I worry about our so-called ‘political elite’ and its ability to ‘do the right thing’. Like a lot of people I was disappointed with the result of the UK's EU referendum.

While it’s good to see ‘democracy at work’, the decision to leave the EU appears to be because there are many people living in the UK whose needs and concerns are simply ignored by those in positions of power. June 23 was payback time.

Turning the political status quo on its head appears to be a global trend and one that can be predicted, it seems, simply by working out what would be the worst outcome and then betting on it. So, the UK leaving the EU – not a great idea, but hey ho, it’s happened. The nightmare has become reality. What’s next? Oh, yes. Donald Trump. Once considered a joke candidate to be voted leader of the free world, depending upon your world view, but guess what? A Trump presidency is looking increasingly likely.

When it comes to the global steel industry, the common wisdom is that giving China Market Economy Status (MES) would not be a good idea. Last week in Brussels the European Economic and Social Committee (EESC), an influential group whose opinion is valued by European Commission officials in charge of decision-making, called for the abolition of the lesser duty rule and the need to enhance the effectiveness and efficiency of trade defence instruments. “Enough is enough. We have to save our steel,” said Andrés Barceló, rapporteur of the EESC opinion on Steel: Preserving sustainable jobs and growth in Europe. He said it was time to ‘restore a level playing field for Europe’s steel industry’.

The EESC believes that granting MES to China would be a ‘serious setback for Europe’s ambitions for sustainable development and the fight against climate change’. But it goes beyond steel. It would affect the aluminium, bicycle, ceramic, glass, motor vehicle parts and paper industries, the EESC claims.

The global steel industry has been making similar arguments for many years, but as the time approaches for making the big decision, I worry. Jean-Claude Juncker and Chinese premier Li Keqiang seem far too cosy for my liking and talk of an ‘EU deal to assuage steel dumping concerns’ makes me wonder whether another big political mistake is looming large.

■ Data extracts:
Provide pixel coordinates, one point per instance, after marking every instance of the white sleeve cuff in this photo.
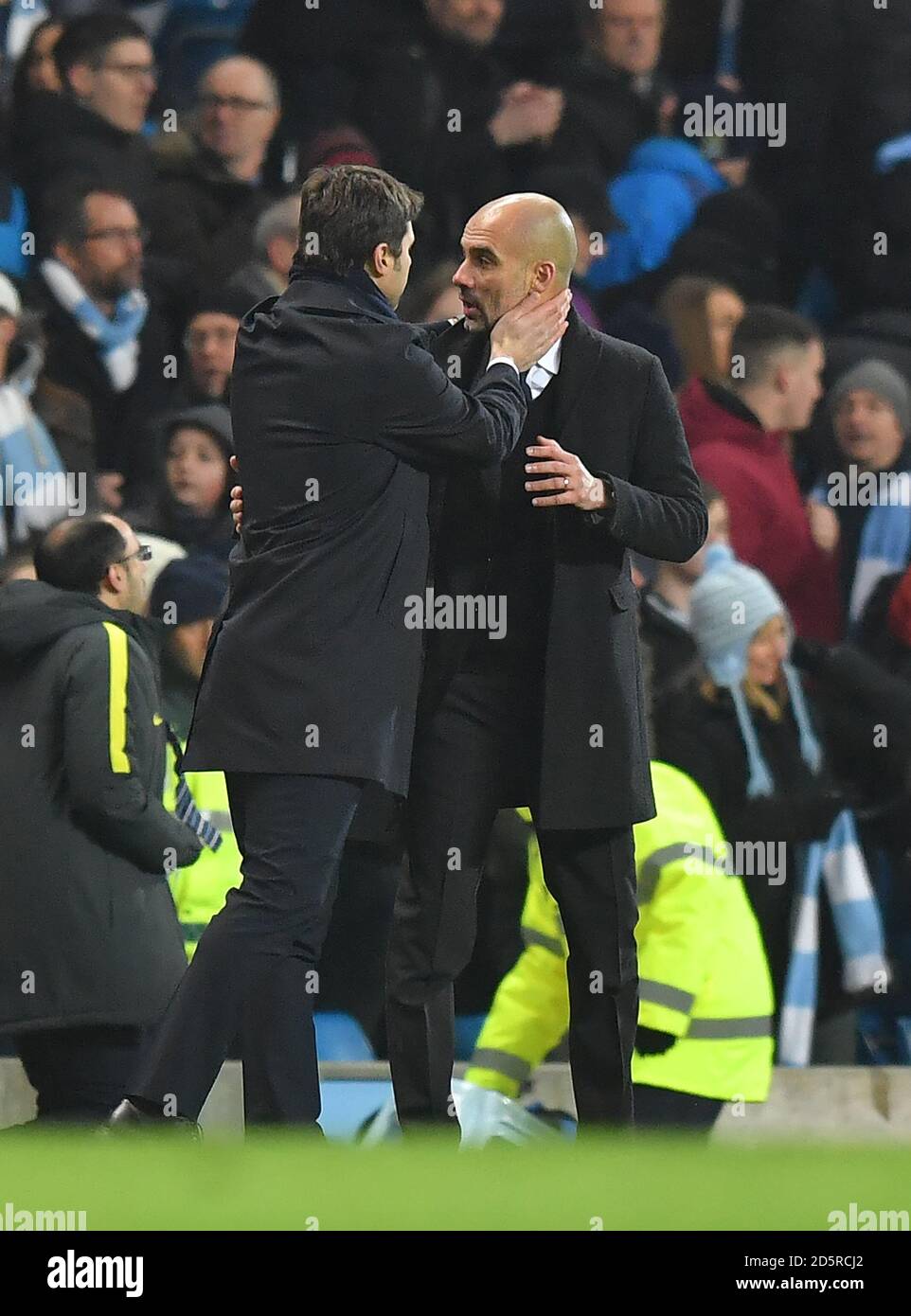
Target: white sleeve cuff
(505, 361)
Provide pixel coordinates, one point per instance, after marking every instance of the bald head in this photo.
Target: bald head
(533, 228)
(511, 246)
(94, 554)
(241, 75)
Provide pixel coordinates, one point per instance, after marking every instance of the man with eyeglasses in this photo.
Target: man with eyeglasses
(212, 192)
(208, 347)
(107, 344)
(94, 127)
(90, 944)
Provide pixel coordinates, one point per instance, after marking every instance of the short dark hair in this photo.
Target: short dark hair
(63, 209)
(78, 559)
(348, 211)
(86, 41)
(10, 562)
(587, 16)
(762, 333)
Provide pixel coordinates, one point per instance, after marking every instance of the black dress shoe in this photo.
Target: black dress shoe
(129, 1116)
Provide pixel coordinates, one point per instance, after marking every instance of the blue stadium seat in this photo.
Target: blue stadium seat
(192, 37)
(466, 1035)
(338, 1038)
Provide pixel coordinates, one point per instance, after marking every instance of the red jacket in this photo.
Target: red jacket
(769, 526)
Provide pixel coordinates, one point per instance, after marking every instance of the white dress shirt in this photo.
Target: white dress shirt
(542, 373)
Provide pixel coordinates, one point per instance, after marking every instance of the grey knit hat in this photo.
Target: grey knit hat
(883, 380)
(729, 603)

■ Exercises:
[1] In the steel commentary, who is named as rapporteur of the EESC opinion on steel?
[2] Reproduce the steel commentary's wording between "The EESC believes" and "the EESC claims.", inclusive.
The records were taken from a different source than the commentary.

■ Solutions in order:
[1] Andrés Barceló

[2]
The EESC believes that granting MES to China would be a ‘serious setback for Europe’s ambitions for sustainable development and the fight against climate change’. But it goes beyond steel. It would affect the aluminium, bicycle, ceramic, glass, motor vehicle parts and paper industries, the EESC claims.